◆ Excerpt provided
================
[Editor's note: This is a guest post written by Maggie Sullivan. Her bio may be found at the end of the article.]
According to an NPR article on July 27th and a NY Times article on July 28th, Luis Alberto Jimenez came to the US from Guatemala without immigration papers about ten years ago to look for work. He left behind a wife and two children in a small rural town to work as a day laborer in Florida. The following year, in 2000, Mr. Jimenez was hit by a drunk driver in a stolen vehicle, an accident that killed two other people. Mr. Jimenez was left paralyzed and brain-damaged. Once he was stabilized, the Florida hospital found that it could not legally discharge Mr. Jimenez, as no skilled nursing facility (SNF) would accept him given his inability to pay.
As a result, Mr. Jimenez remained at the hospital for three years, until 2003, at which point the hospital, Martin Memorial Medical Center, sought a state judge’s permission to deport Mr. Jimenez to Guatemala. The judge granted his permission, but the patient’s legal guardian, Montejo Gaspar, filed an appeal and emergency request to delay the move. However, without informing the legal guardian, or Mr. Jimenez’s family, the hospital proceeded to charter a flight in July of 2003 for $30,000 and deported the patient to Guatemala. The patient was then admitted and shortly discharged from a hospital in Guatemala. As a nurse, it is my hope that the health care reforms will consider devastating cases, such as that of Mr. Jimenez, and include some measure of protection for those who suffer catastrophic injuries while working in the US, regardless of their immigration status.
In 2004, the state appeals court voided the judicial deportation order upon which the hospital based its actions. Mr. Gaspar filed a lawsuit to cover the cost of medical care in Guatemala, as Mr. Jimenez now lives with his elderly mother in a remote rural town. When the NY Times visited the patient last year, he had not received any medical care for five years, was confined to his bed and suffered regular seizures. On July 27th, a 6-member all-white jury unanimously decided that the Florida hospital did not act unreasonably.
Why would a hospital secretly move a patient without informing his guardian or his family? Why would an all-white jury be considered to be a fair trial by peers for a man who is a Mayan Indian from Guatemala? Why are hospitals and state judges acting in the federal arena of immigration and deportation? But moreover, how is it in the best interest of a severely impaired patient to be deported, to a life without medical care, for an injury caused, recklessly and unlawfully, ironically by a person who is presumably a US citizen?
================
◆ Instructions to follow
According to the guest post, how much did the hospital pay to charter the flight that took the patient to Guatemala?

Referring-expression pointing data
================
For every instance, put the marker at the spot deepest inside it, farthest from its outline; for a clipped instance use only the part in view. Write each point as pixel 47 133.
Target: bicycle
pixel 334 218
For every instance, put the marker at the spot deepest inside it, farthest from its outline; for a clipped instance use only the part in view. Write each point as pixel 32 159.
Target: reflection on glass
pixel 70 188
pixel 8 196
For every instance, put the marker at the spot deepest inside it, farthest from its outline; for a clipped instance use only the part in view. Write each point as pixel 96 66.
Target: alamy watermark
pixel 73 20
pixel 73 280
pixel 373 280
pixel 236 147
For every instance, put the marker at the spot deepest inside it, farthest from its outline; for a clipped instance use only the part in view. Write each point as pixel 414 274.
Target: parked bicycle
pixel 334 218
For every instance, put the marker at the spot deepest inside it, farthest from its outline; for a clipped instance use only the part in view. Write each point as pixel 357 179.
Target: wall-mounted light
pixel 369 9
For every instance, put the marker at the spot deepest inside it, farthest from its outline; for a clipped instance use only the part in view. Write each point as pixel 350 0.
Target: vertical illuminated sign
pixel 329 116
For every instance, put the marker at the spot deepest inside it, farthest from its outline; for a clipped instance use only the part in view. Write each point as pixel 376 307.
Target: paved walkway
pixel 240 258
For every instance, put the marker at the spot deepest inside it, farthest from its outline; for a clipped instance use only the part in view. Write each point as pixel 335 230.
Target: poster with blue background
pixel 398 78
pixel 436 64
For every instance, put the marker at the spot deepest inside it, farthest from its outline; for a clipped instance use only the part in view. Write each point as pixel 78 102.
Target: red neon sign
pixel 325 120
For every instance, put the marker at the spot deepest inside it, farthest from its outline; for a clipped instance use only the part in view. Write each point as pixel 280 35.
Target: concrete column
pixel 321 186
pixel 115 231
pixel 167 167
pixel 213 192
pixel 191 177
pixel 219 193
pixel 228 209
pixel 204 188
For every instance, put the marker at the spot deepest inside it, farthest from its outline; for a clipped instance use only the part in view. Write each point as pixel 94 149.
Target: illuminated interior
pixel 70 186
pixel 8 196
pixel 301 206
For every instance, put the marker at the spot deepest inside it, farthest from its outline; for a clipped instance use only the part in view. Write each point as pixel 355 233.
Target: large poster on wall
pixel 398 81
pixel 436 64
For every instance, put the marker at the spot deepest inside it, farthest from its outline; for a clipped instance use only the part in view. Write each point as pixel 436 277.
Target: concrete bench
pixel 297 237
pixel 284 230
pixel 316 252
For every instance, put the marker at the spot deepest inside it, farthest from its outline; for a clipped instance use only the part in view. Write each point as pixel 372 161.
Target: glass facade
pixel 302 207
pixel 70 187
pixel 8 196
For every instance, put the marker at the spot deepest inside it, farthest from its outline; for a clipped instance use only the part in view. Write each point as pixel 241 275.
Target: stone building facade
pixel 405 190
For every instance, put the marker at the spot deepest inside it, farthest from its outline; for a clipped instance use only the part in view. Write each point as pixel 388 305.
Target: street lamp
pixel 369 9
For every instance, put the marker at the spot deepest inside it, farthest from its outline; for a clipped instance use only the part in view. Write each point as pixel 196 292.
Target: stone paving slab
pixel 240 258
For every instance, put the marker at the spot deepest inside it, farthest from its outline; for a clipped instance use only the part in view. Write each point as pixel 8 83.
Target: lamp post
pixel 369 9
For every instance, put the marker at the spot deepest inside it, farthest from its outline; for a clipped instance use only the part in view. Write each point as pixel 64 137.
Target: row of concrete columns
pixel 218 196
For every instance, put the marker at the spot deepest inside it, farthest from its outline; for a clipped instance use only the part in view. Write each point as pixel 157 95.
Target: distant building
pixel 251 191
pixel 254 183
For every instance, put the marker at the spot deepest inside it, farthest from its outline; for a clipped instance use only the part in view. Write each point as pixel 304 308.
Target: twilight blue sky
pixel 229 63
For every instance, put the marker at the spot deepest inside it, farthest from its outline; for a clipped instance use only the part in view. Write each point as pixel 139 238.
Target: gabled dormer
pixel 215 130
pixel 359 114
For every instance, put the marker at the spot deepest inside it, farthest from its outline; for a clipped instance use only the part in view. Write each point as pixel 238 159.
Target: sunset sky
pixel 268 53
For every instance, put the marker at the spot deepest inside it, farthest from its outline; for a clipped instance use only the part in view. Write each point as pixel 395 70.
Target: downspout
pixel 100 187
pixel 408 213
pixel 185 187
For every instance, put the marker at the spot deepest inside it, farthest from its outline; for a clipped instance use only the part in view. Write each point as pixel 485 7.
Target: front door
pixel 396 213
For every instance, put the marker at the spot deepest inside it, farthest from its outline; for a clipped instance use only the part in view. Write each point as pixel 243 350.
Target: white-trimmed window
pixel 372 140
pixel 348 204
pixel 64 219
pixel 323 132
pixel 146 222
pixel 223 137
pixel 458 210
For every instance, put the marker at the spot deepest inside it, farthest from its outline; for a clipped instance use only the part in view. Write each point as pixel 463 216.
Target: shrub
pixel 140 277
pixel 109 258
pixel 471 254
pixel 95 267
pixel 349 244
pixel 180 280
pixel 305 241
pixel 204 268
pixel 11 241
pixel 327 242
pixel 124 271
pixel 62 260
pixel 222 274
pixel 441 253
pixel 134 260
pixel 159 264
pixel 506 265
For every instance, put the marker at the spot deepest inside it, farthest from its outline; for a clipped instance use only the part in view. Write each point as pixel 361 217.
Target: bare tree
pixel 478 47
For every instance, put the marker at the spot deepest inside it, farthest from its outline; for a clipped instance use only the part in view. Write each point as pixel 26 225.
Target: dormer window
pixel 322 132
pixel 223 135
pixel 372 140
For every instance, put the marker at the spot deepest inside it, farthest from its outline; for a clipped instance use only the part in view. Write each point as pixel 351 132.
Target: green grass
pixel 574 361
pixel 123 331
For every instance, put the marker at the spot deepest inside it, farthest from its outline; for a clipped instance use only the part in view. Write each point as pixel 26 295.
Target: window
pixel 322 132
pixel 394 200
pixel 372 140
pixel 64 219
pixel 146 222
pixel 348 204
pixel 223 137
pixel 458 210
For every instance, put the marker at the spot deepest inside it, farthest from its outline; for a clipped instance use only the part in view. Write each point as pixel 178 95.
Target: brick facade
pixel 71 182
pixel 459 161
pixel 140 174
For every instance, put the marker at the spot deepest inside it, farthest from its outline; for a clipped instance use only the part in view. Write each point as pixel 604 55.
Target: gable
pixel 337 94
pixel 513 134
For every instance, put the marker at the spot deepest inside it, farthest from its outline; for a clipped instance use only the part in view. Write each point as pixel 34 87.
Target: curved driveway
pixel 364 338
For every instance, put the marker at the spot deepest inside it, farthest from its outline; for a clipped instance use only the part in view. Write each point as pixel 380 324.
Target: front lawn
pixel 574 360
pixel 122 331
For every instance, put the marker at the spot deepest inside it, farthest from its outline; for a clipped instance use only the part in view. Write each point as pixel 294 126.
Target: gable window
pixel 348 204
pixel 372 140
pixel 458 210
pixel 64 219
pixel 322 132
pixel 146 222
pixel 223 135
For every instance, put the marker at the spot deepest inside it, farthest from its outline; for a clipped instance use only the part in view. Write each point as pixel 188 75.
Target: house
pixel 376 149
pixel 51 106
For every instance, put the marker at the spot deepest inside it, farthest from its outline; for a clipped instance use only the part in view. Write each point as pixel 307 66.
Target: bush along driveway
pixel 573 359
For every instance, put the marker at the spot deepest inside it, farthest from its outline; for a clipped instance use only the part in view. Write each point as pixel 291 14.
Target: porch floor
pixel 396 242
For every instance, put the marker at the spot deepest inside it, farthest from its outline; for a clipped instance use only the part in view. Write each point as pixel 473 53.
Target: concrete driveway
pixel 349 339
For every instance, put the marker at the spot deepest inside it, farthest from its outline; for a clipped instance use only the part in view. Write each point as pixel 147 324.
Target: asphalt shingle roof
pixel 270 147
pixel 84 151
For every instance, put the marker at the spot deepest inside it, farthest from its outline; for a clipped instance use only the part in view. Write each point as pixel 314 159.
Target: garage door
================
◆ Result below
$30,000